(Stored entries)
━━━━━━━━━━
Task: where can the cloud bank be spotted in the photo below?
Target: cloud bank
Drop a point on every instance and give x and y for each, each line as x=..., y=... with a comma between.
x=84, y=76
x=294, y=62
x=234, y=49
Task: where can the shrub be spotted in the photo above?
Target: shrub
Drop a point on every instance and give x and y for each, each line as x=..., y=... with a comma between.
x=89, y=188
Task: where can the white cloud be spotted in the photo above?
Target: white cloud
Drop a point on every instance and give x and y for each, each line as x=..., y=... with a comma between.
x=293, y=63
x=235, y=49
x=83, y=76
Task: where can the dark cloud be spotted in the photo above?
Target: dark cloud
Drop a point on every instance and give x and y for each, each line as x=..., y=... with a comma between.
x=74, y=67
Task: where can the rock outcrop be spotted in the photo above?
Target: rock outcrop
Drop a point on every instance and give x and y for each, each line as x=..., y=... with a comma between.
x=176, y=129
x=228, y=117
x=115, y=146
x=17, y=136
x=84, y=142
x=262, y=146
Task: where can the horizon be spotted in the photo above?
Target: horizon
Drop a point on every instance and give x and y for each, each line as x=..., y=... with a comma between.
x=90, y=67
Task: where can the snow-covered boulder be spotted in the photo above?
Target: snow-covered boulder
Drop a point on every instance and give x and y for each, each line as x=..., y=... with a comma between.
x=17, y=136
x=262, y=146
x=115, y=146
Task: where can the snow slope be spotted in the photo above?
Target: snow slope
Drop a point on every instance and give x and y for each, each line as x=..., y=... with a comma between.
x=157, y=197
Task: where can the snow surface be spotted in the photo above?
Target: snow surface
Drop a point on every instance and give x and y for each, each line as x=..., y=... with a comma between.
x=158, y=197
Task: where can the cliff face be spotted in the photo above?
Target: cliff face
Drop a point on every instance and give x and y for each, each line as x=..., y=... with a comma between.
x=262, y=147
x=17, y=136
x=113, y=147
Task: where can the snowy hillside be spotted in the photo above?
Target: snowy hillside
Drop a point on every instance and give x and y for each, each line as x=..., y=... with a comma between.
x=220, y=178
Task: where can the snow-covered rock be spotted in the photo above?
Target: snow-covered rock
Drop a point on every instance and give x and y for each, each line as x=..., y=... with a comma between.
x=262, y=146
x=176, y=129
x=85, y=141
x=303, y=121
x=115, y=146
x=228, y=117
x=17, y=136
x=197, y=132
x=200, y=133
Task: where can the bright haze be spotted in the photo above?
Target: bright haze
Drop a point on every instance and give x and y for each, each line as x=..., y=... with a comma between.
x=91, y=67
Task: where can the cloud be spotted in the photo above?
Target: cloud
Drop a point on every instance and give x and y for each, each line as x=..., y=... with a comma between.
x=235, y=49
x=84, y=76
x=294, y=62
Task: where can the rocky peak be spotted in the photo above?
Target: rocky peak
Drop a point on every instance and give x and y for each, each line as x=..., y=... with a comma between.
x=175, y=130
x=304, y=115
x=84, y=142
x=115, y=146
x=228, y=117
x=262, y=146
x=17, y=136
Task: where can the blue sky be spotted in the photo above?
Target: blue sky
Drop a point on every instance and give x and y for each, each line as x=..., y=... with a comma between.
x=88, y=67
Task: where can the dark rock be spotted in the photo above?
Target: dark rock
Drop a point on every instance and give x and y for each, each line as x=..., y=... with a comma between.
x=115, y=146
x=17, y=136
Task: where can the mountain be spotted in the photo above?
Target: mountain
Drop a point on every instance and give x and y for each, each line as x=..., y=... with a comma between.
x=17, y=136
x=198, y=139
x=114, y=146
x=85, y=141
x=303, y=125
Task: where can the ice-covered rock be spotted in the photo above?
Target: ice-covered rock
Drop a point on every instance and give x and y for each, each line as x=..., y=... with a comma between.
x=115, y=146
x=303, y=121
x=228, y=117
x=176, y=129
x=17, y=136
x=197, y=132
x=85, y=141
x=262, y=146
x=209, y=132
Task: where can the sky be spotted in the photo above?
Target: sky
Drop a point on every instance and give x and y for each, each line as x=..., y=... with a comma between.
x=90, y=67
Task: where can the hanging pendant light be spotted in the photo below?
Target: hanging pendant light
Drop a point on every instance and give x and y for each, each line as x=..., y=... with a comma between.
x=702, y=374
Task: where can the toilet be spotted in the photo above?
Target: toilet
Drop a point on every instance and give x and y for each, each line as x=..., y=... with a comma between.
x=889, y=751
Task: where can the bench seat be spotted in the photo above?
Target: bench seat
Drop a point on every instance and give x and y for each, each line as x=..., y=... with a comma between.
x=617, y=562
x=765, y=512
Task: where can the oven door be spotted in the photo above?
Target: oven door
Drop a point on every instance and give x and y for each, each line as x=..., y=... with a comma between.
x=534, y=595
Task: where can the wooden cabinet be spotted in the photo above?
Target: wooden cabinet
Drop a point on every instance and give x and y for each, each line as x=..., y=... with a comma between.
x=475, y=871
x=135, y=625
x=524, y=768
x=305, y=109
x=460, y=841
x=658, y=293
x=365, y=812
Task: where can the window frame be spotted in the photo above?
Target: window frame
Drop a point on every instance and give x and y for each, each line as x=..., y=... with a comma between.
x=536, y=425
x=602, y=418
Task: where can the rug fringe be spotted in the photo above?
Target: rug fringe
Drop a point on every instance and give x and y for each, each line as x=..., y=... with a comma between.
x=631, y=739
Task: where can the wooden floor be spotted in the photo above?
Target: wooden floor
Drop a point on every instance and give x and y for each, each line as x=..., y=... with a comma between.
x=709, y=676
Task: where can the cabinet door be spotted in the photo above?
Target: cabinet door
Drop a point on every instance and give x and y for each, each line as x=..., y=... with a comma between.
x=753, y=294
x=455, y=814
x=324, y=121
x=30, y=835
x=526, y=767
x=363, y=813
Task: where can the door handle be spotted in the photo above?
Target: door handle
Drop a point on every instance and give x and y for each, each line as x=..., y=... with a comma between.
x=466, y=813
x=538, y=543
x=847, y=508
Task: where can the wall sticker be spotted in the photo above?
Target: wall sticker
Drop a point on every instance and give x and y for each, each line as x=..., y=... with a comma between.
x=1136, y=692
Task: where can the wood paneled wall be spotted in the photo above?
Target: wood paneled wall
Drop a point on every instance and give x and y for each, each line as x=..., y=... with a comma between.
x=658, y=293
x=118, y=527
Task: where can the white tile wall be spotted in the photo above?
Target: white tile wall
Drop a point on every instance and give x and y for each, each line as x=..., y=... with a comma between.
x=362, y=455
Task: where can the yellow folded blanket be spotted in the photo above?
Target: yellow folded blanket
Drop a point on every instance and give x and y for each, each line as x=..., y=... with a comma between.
━━━━━━━━━━
● **WHAT IS NEEDED**
Find every line in the records above that contains the word "sticker", and copy each one.

● **RESPONSE AREA**
Task: where can the wall sticker be spotted in the photo above?
Target: wall sticker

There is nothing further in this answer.